### Texte fourni
En novembre 2013, le gouvernement italien soumet son plan d’action au Comité des ministres du Conseil de l’Europe, chargé de veiller au suivi des jugements rendus par la CEDH. Il se décline en quatre volets: réduire le nombre d’incarcérations et promouvoir les aménagements de peine ; favoriser l’évolution du régime de détention, en permettant aux détenus de passer plus de temps hors de leurs cellules, en renforçant l’accès aux activités, notamment salariées, et les liens avec l’extérieur ; poursuivre le programme de construction de nouvelles places de prison et de rénovation des cellules vétustes, initié en 2010 à la suite de l’arrêt Sulejmanovic ; et créer un mécanisme compensatoire pour les détenus ayant fait l’objet de conditions de détention inhumaines ou dégradantes.

### Consignes
A) D’après le texte fourni, en quelle année a commencé le programme de construction de nouvelles places de prison ?
B) Recopiez à l’identique le passage du texte fourni qui s’ouvre sur les mots contenant « En novembre 2013, le » et se clôt sur « inhumaines ou dégradantes. ».

### Données extraites

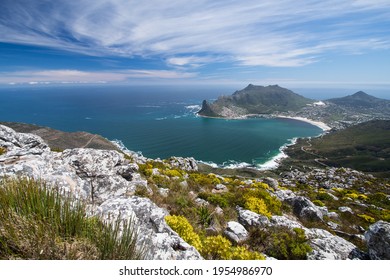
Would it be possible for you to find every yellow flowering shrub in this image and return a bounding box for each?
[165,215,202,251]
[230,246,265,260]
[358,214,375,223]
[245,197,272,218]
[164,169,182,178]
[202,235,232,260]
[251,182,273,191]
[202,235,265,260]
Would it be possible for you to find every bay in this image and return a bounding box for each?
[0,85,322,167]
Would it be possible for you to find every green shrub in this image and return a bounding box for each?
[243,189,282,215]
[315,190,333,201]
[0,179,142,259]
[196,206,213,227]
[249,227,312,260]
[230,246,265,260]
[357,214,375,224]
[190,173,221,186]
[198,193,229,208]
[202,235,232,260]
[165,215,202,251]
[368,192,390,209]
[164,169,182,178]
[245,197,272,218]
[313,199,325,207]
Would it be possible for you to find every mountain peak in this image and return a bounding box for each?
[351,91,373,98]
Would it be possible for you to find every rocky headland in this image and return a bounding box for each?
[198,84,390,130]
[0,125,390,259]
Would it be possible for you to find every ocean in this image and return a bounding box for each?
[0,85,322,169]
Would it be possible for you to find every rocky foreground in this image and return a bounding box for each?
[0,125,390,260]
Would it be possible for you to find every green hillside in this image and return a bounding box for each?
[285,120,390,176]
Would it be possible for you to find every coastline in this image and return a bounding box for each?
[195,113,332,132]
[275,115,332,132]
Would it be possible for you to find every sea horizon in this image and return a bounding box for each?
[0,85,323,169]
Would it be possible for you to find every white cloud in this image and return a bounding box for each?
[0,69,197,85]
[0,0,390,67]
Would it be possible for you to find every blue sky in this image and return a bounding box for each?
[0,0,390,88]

...

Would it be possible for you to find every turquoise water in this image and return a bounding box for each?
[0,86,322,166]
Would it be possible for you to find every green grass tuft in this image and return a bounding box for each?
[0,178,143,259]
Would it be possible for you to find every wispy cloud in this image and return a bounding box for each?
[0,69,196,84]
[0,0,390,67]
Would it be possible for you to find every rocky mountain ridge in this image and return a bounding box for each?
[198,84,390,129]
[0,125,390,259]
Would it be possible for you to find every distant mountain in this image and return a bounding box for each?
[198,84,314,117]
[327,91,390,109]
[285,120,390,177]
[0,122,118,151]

### Corrigé complet
A) En 2010, à la suite de l’arrêt Sulejmanovic.

B)
En novembre 2013, le gouvernement italien soumet son plan d’action au Comité des ministres du Conseil de l’Europe, chargé de veiller au suivi des jugements rendus par la CEDH. Il se décline en quatre volets: réduire le nombre d’incarcérations et promouvoir les aménagements de peine ; favoriser l’évolution du régime de détention, en permettant aux détenus de passer plus de temps hors de leurs cellules, en renforçant l’accès aux activités, notamment salariées, et les liens avec l’extérieur ; poursuivre le programme de construction de nouvelles places de prison et de rénovation des cellules vétustes, initié en 2010 à la suite de l’arrêt Sulejmanovic ; et créer un mécanisme compensatoire pour les détenus ayant fait l’objet de conditions de détention inhumaines ou dégradantes.